* Text excerpt:
────
Saturday, 26 December 2015

Diffusion of the dead - The maths of zombie invasions. Part 5, Time of first interaction.

Previously, we saw how to simulate the diffusion equation, which we're using to model zombie motion. Critically, the diffusion equation allows us to predict the density of zombies at all places and for all time. 

There are many questions we could answer with this equation; however, the most pressing question to any survivors is, "How long do we have before the first zombie arrives?". The mathematical formulation of this question is, "For what time, $t_z$, does $Z(L, t_z) = 1$?". Unfortunately, this does not have a nice solution that can be evaluated easily. However, we can calculate $t_z$ numerically to any degree of accuracy we choose by using a simple solution searching technique known as the "Bisection Search Algorithm"

The first thing to notice about $Z(L,t)$ is that it is monotonically increasing in time, thus, if $t_1>t_2$ then  $Z(L,t_1)>Z(L,t_2)$. This can be seen in a number of ways. For example, by watching the diffusion simulation from last time we see that as time increases the zombie population on the boundary only ever increases. This makes intuitive sense, because diffusion is causing the zombie population to spread out, so that it becomes uniform everywhere.

Using this knowledge then a simple method of solving $Z(L, t_z) = 1$ would be to substitute in a value of $t$. If $Z(L, t) < 1$ then we double $t$ and consider $Z(L, 2t)$, which will be greater than $Z(L,t)$, because of the monotonic property we discussed above. We keep doubling $t$ until we reach a value such that $Z(L, 2^nt) > 1$. Defining $t_0 = 2^{n-1}t$ and $t_1 = 2^nt$, then we know that there exists some $t_z$ between $t_0$ and $t_1$ such that $Z(L, t_z) = 1$.

To gain better approximations to the value of $t_z$, we start halving this domain and only keep the half that contains the solution. However, how do we know which half contains the solution? We once again rely on the monotonic property and evaluate the function at the midpoint of the domain. Explicitly, if  $Z(L,(t_0+t_1)/2) < 1$ then the solution is in the right half. Alternatively, if $Z(L,(t_0+t_1)/2) > 1$ then the solution is in the left half.
────
Excerpts of location labeling data:
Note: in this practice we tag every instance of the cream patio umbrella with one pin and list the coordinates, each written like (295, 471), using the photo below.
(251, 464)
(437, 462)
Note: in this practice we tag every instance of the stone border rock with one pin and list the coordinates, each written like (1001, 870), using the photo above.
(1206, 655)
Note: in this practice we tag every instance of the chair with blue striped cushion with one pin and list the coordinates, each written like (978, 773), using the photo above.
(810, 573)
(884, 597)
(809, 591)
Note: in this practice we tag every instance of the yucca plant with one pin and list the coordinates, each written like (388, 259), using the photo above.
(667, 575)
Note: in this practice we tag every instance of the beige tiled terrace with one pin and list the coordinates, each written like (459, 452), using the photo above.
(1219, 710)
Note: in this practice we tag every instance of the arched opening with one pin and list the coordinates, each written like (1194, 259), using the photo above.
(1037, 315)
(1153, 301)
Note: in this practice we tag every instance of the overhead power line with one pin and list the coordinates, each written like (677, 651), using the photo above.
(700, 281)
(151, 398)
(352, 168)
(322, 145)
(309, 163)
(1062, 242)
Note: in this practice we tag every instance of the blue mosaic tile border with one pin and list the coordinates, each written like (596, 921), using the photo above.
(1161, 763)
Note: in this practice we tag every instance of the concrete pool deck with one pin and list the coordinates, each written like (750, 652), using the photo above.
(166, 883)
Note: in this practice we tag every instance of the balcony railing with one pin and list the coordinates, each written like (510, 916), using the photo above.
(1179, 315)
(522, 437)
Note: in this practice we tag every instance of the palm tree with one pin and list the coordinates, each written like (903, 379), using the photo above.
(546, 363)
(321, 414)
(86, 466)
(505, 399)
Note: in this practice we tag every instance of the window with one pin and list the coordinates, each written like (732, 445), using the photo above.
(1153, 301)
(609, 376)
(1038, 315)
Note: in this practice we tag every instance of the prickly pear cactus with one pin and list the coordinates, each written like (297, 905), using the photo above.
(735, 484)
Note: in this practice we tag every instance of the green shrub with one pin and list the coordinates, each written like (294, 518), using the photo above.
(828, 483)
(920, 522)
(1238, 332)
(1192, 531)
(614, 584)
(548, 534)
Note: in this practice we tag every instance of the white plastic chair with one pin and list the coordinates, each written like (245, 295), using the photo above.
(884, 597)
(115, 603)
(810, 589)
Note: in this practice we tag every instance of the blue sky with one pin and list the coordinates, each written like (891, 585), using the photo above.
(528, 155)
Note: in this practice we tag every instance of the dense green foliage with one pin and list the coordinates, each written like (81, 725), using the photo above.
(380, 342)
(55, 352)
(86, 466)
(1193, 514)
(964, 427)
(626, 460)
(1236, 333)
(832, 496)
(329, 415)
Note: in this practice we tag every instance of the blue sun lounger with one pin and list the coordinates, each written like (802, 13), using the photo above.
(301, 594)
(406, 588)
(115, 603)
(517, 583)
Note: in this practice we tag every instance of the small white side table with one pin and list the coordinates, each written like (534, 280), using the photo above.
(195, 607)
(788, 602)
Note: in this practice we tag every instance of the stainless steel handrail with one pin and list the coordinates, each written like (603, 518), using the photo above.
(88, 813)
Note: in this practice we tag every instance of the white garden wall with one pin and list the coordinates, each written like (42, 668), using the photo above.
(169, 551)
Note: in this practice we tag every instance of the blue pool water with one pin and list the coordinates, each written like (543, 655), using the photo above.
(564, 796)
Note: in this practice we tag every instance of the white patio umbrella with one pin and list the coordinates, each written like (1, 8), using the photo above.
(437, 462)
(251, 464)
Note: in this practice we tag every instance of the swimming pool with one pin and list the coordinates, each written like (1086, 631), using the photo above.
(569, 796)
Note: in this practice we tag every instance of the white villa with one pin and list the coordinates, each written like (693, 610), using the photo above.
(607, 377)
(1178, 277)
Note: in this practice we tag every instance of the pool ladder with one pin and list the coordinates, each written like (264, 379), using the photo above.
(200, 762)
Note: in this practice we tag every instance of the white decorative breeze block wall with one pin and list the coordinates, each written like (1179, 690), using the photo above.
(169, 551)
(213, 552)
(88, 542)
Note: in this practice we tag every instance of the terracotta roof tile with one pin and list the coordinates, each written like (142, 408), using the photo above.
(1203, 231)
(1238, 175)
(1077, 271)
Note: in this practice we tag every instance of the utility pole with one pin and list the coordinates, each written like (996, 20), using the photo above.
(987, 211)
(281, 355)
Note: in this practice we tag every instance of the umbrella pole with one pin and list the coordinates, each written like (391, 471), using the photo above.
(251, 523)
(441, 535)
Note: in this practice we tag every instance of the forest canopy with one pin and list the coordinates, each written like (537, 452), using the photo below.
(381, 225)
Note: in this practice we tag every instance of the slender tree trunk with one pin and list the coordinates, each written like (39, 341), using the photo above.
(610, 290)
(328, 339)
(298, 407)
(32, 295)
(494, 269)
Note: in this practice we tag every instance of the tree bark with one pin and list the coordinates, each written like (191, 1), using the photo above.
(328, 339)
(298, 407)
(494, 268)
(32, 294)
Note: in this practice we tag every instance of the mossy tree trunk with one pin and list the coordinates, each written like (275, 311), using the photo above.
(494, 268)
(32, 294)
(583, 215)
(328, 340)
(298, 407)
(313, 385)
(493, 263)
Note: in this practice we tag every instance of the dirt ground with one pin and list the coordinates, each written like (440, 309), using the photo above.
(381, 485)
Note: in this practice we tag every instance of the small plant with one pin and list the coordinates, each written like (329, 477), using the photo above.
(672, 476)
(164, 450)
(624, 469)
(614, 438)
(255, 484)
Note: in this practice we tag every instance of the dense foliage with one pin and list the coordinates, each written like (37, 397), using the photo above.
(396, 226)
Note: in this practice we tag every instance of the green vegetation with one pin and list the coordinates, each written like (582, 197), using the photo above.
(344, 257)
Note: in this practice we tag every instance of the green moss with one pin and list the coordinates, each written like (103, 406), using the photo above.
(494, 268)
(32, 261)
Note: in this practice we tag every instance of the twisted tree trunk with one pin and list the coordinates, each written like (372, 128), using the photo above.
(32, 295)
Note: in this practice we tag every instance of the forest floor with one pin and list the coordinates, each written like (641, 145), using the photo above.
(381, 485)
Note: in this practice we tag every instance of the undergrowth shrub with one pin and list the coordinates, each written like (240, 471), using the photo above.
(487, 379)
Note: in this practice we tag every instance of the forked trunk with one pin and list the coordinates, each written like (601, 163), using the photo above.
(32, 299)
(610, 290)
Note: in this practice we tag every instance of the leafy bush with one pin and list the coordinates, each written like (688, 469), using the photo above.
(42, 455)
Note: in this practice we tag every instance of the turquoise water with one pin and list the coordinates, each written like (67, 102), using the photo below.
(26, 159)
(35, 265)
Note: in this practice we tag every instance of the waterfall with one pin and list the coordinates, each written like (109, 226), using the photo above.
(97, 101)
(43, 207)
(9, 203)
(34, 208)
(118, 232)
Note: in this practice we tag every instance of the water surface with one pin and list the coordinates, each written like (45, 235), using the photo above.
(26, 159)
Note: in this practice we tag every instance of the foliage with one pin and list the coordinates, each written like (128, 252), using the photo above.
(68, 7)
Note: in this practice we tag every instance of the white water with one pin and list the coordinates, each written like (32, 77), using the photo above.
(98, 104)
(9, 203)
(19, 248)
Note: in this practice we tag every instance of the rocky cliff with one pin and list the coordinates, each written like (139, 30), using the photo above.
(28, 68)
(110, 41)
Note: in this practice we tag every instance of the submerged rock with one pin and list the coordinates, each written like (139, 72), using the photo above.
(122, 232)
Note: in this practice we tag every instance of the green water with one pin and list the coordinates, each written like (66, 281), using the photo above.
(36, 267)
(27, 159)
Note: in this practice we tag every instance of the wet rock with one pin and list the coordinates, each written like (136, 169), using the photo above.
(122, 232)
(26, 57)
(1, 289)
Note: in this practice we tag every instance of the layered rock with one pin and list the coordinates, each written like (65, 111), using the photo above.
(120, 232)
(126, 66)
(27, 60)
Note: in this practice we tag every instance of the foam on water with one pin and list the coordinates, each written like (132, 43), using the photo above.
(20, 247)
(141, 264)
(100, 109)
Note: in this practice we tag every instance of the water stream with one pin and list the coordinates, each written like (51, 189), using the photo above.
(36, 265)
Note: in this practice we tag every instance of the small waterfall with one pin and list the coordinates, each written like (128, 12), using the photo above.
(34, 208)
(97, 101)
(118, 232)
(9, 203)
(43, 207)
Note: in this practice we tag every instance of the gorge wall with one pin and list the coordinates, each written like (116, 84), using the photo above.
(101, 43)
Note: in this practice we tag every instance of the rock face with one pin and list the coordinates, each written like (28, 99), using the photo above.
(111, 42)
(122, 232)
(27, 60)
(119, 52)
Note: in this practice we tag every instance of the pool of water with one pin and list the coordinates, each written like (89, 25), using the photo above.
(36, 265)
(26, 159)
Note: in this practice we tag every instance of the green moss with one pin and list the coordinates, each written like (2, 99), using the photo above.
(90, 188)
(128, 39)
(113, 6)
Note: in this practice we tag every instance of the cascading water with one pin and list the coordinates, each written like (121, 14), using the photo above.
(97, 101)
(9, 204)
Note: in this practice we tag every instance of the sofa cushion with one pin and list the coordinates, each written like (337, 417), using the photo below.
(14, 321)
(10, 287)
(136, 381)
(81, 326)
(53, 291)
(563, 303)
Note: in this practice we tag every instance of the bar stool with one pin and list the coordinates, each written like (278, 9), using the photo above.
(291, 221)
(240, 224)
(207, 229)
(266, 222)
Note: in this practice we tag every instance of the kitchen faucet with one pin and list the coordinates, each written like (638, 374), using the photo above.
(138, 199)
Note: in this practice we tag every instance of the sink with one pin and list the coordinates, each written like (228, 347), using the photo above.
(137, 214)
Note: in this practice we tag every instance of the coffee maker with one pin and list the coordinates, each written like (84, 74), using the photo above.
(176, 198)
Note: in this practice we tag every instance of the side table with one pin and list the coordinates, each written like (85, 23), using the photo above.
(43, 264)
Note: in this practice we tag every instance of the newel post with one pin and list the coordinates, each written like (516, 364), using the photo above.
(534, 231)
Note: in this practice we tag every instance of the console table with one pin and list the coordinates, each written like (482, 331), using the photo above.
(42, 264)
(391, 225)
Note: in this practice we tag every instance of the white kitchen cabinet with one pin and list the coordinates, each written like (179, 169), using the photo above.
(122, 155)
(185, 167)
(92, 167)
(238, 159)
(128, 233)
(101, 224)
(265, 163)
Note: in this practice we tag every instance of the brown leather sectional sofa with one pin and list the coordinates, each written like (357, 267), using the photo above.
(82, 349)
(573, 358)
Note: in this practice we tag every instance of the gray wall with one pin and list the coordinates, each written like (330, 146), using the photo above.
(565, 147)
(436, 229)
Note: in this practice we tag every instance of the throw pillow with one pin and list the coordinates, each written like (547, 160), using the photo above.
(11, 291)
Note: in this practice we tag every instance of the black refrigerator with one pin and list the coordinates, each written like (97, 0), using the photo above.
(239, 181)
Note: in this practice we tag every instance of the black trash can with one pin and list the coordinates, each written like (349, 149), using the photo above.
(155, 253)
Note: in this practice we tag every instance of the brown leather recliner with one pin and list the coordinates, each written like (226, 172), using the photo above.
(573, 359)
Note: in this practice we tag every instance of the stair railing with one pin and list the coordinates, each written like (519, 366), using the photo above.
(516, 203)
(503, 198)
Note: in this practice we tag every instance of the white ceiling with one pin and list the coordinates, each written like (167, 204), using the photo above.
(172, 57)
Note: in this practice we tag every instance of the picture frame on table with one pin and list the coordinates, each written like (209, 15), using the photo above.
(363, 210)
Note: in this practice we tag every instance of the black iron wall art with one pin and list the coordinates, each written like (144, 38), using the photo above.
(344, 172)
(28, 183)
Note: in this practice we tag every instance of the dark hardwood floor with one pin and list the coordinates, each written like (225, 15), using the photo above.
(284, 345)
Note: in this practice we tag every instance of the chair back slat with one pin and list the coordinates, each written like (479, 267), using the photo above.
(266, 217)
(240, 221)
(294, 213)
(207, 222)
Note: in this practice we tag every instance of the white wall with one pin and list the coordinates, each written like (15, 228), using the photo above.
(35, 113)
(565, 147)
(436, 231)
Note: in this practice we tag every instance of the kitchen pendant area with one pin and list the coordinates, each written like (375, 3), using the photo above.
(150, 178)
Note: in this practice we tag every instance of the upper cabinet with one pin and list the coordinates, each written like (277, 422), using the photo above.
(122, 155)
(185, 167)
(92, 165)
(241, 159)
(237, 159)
────
* Given instruction A:
Based on the zombie diffusion text, say whether each statement agrees with it, and answer yes or no for each with the deciding words from the text quoted exactly. (i) The zombie density at the boundary, $Z(L,t)$, decreases as time goes on. (ii) The equation $Z(L, t_z) = 1$ has no nice solution that can be evaluated easily. (iii) If the function at the midpoint of the domain is less than 1, the solution lies in the right half.
* Given instruction B:
Duplicate the passage of the zombie diffusion text starting at "Saturday, 26 December" and ending at "for all time.".
* Given instruction C:
Go on with the zombie diffusion text from the point where it stops.

* Exercise result A:
(i) No: "it is monotonically increasing in time"
(ii) Yes: "Unfortunately, this does not have a nice solution that can be evaluated easily."
(iii) Yes: "then the solution is in the right half"

* Exercise result B:
Saturday, 26 December 2015

Diffusion of the dead - The maths of zombie invasions. Part 5, Time of first interaction.

Previously, we saw how to simulate the diffusion equation, which we're using to model zombie motion. Critically, the diffusion equation allows us to predict the density of zombies at all places and for all time.

* Exercise result C:
An example illustrating this concept is shown in Figure 1. In the initial setup, $Z(L,(t_0+t_1)/2)>1$, thus, we redefine $t_1 = (t_0 + t_1)/2$ and repeat the process.

Figure 1. Bisection technique. After each iteration, the domain, shown by the dashed lines,
becomes half as long as it was before.
After each iteration, we halve the size of the interval $[t_0, t_1]$, making it smaller and smaller. Thus, by design, since we always have $t_z$ within $[t_0, t_1]$ and by repeating the halving process, we can estimate $t_z$ to any accuracy we like.

The benefit of this method is its simplicity and reliability; it will always work. However, the cost of this reliability comes at the price of speed. If the initial searching region is very big, it may take a large number of iterations before the process produces an answer to an accuracy with which we are happy. There are quicker methods, but these are usually more complex and sometimes they may fail to find a solution altogether.

If the zombies are closing in on you and you need to compute their interaction times more quickly, we direct you to consider Newton-Raphson techniques rather than the bisection method. Although if the zombies really are that close may I suggest you focus on fighting them off before you read any further?

No matter what solution method you use you should end up with a graph like Figure 2, which illustrates the time in minutes we have before we meet a zombie depending on how far away we are and how fast the zombies are diffusing.
Figure 2. Time in minutes until the first zombie arrives for various rates of diffusion and distances.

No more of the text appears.